■ PASSAGE GIVEN:
+-------+

John Barber, a KBW analyst, said in an interview that better tangible book values should help banks raise capital at more-attractive terms, helping them exit the Treasury Department's Troubled Asset Relief Program.
Taylor's reversal came sooner than expected, based on another KBW report. KBW analysts expect another 14 or so banks to make meaningful DTA reclamations in 2012. There is no standard for sustained profitability before a company can reclaim a DTA, though various auditors say three to six quarters is a good rule of thumb.
Taylor was profitable for just two quarters. Randall Conte, the the $4.6 billion-asset company's chief financial and operating officer, said in an interview Wednesday that its Cole Taylor Bank was profitable throughout 2011.
Conte joined Taylor shortly after it booked a $60 million valuation allowance against its deferred-tax asset in the third quarter of 2008. Taylor used a "fix and grow" strategy, shrinking a $500 million book of residential construction loans in 2008 to roughly $64 million at the end of last year. Taylor also expanded commercial-and-industrial lending and created asset-based lending and mortgage divisions.
"We finally got to a point where our diversification was paying off, revenue was up and our credit costs were down," Conte said. "It became apparent to us that it was more than likely we would be able to utilize that tax benefit going forward."
In other words, management was confident the company had returned to the black and its auditor, KPMG LLP, agreed. Taylor's stock has risen 13% since the company announced the reversal after the market closed on Jan. 24.
While Taylor reclaimed its entire DTA, KBW warned in an early January note that not every bank will be able to. Some are doing it in spurts, and others permanently lost some of the benefit through highly dilutive recapitalizations that triggered change of control penalties. Taylor completed several capital raises in recent years, but always structured the deals to avoid the penalty, Conte said.

+-------+

Location identification records
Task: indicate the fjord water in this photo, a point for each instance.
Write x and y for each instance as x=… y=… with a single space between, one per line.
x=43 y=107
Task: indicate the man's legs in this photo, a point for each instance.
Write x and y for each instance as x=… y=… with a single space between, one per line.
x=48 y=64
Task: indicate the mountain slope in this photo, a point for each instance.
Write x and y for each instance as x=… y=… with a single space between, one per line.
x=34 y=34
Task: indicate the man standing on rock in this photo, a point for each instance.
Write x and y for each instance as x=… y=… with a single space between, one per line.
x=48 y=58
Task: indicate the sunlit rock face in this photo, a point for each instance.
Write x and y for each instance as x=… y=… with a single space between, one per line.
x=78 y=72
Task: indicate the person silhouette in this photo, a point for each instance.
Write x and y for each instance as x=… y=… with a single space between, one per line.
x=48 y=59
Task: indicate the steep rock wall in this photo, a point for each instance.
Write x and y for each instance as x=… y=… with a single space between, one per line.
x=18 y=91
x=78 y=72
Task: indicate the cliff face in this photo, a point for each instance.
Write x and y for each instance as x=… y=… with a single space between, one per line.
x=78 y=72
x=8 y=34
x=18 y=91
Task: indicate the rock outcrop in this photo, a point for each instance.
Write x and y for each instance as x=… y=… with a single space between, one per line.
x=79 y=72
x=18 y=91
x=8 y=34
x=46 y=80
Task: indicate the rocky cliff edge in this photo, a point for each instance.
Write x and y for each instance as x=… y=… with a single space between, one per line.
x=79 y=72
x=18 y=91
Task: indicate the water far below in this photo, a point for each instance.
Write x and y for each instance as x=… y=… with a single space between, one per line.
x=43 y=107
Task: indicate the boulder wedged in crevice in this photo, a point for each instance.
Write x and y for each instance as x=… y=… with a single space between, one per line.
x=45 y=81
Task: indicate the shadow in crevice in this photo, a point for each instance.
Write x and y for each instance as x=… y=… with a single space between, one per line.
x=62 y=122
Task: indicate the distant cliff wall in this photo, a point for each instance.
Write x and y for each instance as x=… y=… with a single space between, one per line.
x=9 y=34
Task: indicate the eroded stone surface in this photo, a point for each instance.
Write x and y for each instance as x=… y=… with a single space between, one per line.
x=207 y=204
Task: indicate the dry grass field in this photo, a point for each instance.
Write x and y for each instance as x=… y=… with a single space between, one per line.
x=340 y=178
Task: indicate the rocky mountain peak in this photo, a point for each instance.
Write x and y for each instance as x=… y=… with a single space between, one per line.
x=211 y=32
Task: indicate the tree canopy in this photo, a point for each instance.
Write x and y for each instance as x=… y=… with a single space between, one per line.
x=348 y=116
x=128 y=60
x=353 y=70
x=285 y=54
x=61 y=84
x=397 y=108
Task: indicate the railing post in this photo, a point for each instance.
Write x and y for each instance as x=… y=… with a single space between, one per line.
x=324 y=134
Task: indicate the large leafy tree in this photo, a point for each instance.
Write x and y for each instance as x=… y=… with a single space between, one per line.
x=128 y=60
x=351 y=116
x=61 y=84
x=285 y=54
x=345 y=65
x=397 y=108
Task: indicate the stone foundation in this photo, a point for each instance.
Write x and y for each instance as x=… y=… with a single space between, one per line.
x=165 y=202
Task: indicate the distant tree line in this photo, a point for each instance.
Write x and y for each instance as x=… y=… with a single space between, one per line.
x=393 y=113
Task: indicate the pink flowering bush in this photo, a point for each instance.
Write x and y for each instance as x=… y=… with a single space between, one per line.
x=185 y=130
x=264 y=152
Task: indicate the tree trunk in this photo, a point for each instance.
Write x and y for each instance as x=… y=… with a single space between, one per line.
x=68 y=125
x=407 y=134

+-------+

■ GIVEN EXERCISE 1: Summarize the passage on Taylor's deferred-tax asset in two sentences.
■ GIVEN EXERCISE 2: Print the stretch of the passage on Taylor's deferred-tax asset from "Conte joined Taylor" through "and mortgage divisions.".

■ REPLY 1: Taylor reclaimed its entire deferred-tax asset sooner than expected, after a "fix and grow" strategy that shrank its residential construction loans and expanded commercial-and-industrial, asset-based and mortgage lending. KBW analysts expect about 14 more banks to make meaningful reclamations in 2012, but they warned that not every bank will be able to, since some permanently lost part of the benefit through highly dilutive recapitalizations.

■ REPLY 2:
Conte joined Taylor shortly after it booked a $60 million valuation allowance against its deferred-tax asset in the third quarter of 2008. Taylor used a "fix and grow" strategy, shrinking a $500 million book of residential construction loans in 2008 to roughly $64 million at the end of last year. Taylor also expanded commercial-and-industrial lending and created asset-based lending and mortgage divisions.